The motor housing 100 can be pipe shaped and has an internal diameter. Other embodiments can be shaped to fit the parameters of an enclosed environment. In this embodiment, the motor housing 100 is cylindrical to fit inside a pipe line. Mounted to the front of the motor housing 100 is an end cap 102. The end cap 102 prevents interior components captured within the volume of the housing from exiting the housing. Mounted forward of the end cap 102 is a hydraulic power unit 104. The hydraulic power unit 104 consists of a fluid reservoir 101, a pump 103, and motor 105 that form the hydraulic power unit 104.
Forward of the hydraulic power unit 104 in a bottom 107 of the motor housing 100 are located a plurality of solenoid actuated valves 106. Each solenoid actuated valve 106 consists of a valve body, two solenoids, and an interior cartridge. The solenoid actuated valves 106 are hydraulically coupled to the hydraulic power unit 104. The solenoid actuated valves 106 are also hydraulically coupled to hydraulic cylinders 110, 202, 216, and 310.
At a front end 109/bottom side 107 of the motor housing 100 a dual rod extend/retract piston 110 can be mounted to the rotational housing 200. The dual rod extend/retract piston 110 can be attached to the rotational housing 200 by the rotational housing piston mount 204 and allows a horizontal extension or retraction of the rotational housing 200 while resisting the torque generated by the rotary actuator 202. Thus, the rotational housing 200 is in front of the motor housing 100.
FIGS. 2 and 3 illustrate that inside the rotational housing 200 is attached a rotary actuator mount 206. A rotary actuator 202 is attached to the rotary actuator mount 206 with its keyed shaft protruding from the end of the rotational housing 200. A rotational race 208 is attached to the front of the rotational housing 200. A T-slider 214 is then slid onto and keyed to the shaft of the rotary actuator 202. Mounted in the slots at each end of the T-slider 214 are forks 210.

☆ ☆ ☆ ☆

▸ **GIVEN TASK A**: Translate this sentence from the motor housing text into Spanish: "Mounted to the front of the motor housing 100 is an end cap 102."
The motor housing text and the records that follow it are unrelated material.

☆ ☆ ☆ ☆

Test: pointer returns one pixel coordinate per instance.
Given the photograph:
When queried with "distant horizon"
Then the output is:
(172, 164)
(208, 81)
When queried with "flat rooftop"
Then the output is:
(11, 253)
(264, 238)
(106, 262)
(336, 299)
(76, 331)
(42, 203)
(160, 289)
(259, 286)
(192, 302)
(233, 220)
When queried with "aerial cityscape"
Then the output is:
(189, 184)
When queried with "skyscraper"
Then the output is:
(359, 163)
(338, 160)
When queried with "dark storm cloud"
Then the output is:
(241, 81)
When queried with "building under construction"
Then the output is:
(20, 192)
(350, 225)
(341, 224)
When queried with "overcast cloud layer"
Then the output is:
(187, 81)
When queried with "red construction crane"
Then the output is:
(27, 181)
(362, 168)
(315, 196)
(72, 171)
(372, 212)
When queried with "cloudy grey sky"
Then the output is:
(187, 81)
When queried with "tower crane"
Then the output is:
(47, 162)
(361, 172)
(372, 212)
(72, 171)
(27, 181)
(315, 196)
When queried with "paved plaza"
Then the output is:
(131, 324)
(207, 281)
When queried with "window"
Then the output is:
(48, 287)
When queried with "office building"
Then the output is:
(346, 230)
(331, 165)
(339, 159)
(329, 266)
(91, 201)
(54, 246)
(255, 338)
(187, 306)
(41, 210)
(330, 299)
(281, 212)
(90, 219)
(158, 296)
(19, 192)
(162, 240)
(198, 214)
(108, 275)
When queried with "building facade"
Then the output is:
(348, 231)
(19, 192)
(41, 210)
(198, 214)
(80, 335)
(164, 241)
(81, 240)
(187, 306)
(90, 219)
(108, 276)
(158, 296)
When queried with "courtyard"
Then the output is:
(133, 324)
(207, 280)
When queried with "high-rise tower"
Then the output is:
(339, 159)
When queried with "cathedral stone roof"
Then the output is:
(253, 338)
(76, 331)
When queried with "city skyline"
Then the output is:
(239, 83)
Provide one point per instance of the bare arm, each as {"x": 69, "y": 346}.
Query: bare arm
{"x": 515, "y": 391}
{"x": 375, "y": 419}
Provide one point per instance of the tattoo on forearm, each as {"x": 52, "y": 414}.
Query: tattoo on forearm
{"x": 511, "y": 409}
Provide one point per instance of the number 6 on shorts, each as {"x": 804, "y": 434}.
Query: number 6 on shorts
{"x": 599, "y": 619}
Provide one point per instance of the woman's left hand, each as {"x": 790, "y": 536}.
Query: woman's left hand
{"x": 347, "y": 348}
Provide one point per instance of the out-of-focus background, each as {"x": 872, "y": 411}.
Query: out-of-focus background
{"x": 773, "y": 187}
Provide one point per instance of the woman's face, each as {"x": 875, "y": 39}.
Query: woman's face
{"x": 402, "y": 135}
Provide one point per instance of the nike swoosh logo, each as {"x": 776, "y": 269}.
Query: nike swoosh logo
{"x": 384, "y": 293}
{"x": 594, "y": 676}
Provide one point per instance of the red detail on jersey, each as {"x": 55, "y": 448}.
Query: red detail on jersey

☆ ☆ ☆ ☆

▸ **GIVEN TASK B**: Return only the lines of the records from the line containing "Provide one point per instance of the woman's face, each" up to and including the last line of the records, copied without any change.

▸ **WRITTEN ANSWER A**: En la parte delantera de la carcasa del motor 100 está montada una tapa de extremo 102.

▸ **WRITTEN ANSWER B**:
Provide one point per instance of the woman's face, each as {"x": 875, "y": 39}.
Query: woman's face
{"x": 402, "y": 135}
Provide one point per instance of the nike swoosh logo, each as {"x": 776, "y": 269}.
Query: nike swoosh logo
{"x": 384, "y": 293}
{"x": 594, "y": 676}
Provide one point per instance of the red detail on jersey, each as {"x": 55, "y": 448}.
Query: red detail on jersey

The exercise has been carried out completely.